* What you will do
Pick out every line in the items below that contains the string "jacket", and copy each one.

[Recorded data]
▬▬▬▬▬▬

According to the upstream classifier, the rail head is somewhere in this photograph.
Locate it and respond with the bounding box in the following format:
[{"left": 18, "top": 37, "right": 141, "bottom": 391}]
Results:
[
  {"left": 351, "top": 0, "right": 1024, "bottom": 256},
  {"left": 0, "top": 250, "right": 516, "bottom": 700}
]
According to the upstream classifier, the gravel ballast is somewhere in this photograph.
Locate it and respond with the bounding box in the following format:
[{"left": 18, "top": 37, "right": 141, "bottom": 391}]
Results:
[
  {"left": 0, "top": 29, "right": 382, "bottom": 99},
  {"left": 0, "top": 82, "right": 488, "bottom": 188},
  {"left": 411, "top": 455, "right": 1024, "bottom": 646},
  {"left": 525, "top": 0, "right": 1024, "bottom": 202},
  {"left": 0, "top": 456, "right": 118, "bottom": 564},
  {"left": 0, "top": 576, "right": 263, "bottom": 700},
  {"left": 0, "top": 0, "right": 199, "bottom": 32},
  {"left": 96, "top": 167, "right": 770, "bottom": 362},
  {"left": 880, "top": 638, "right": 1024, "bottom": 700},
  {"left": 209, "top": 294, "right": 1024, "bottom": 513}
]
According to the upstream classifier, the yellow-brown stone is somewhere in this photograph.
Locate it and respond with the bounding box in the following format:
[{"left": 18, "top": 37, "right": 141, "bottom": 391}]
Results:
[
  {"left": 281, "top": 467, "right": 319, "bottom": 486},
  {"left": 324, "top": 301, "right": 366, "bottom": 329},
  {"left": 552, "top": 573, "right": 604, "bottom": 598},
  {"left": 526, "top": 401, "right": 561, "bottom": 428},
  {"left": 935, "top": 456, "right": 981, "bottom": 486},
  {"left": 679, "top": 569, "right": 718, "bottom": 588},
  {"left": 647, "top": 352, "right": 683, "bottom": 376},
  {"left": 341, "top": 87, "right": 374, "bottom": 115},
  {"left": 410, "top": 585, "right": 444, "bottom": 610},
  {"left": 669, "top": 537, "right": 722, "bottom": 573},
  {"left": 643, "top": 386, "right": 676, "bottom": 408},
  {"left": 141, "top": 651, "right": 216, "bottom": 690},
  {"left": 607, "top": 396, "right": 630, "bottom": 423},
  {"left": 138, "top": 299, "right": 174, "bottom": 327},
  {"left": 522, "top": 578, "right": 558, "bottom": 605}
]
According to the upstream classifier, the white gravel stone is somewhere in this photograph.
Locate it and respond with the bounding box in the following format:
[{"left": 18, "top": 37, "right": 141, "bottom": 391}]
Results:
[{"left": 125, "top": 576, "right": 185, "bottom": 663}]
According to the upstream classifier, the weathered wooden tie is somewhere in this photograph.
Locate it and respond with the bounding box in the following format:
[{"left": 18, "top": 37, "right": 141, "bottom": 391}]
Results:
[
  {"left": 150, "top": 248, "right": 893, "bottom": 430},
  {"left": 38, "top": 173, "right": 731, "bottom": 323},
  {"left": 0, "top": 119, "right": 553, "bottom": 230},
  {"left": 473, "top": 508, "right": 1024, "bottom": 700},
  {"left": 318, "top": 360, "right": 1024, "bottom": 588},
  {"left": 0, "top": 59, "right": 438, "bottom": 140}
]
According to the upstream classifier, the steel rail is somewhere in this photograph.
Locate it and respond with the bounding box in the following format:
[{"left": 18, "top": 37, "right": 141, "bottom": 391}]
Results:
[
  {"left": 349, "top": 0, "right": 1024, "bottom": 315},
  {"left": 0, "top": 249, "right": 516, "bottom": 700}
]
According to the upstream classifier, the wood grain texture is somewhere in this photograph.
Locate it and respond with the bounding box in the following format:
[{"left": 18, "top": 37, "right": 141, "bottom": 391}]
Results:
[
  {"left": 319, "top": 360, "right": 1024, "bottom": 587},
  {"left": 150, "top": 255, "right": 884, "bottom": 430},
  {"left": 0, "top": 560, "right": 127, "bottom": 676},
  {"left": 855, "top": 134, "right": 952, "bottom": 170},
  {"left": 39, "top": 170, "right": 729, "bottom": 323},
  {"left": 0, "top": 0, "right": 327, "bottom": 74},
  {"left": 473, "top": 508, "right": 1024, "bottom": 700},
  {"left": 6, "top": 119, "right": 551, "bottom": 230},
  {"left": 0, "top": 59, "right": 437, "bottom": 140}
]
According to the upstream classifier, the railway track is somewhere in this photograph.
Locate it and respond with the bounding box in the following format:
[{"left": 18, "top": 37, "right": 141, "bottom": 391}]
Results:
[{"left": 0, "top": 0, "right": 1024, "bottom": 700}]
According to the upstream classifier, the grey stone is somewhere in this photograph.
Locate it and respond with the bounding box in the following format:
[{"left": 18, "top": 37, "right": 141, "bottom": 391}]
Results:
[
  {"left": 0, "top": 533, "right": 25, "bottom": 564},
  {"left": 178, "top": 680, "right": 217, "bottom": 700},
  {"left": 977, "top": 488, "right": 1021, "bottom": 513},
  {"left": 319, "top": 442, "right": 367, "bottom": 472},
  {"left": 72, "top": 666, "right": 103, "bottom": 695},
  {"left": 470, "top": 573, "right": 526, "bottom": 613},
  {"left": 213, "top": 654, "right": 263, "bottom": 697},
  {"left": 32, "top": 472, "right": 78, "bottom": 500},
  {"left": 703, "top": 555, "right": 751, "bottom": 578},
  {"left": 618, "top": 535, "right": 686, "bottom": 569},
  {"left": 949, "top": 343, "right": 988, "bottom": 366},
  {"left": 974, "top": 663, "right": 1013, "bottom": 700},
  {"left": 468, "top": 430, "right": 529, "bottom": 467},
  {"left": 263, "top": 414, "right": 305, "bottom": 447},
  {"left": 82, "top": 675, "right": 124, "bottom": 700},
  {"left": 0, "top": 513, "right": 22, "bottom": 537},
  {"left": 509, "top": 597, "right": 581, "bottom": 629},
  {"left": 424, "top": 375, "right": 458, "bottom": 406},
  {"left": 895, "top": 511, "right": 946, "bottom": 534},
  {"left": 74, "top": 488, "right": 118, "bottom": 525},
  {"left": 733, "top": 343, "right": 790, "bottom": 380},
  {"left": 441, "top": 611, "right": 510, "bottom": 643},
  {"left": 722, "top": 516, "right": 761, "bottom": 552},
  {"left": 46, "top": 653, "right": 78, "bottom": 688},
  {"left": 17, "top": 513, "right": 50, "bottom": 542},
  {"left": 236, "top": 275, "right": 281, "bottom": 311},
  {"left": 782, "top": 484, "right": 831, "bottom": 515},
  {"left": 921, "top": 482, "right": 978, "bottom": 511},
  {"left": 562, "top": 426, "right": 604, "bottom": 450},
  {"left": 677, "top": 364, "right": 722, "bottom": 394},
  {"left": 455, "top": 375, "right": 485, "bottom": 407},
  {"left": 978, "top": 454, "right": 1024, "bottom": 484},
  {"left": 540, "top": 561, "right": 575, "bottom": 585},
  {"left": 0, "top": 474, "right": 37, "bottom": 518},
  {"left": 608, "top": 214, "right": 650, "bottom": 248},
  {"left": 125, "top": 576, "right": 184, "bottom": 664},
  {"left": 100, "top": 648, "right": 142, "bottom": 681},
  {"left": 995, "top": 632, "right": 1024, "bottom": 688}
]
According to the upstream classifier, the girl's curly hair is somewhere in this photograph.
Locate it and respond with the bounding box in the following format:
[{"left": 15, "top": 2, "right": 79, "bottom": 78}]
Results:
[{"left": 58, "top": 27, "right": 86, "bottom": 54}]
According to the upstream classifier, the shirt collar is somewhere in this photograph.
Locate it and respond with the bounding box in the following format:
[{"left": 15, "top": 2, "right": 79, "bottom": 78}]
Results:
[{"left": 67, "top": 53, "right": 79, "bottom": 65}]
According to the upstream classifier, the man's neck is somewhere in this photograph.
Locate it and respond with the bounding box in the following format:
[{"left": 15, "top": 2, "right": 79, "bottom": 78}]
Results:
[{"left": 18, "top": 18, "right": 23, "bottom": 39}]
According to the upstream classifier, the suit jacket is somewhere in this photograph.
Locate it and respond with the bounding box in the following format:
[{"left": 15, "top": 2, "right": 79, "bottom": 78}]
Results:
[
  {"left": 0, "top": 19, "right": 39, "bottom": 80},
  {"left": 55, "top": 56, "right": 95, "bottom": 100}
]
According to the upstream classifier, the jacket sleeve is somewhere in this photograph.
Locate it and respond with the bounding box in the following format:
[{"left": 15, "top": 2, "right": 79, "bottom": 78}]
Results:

▬▬▬▬▬▬

* Solution
According to the upstream classifier, the suit jacket is somewhere in this photograph.
According to the upstream classifier, the jacket sleeve is somewhere in this photograph.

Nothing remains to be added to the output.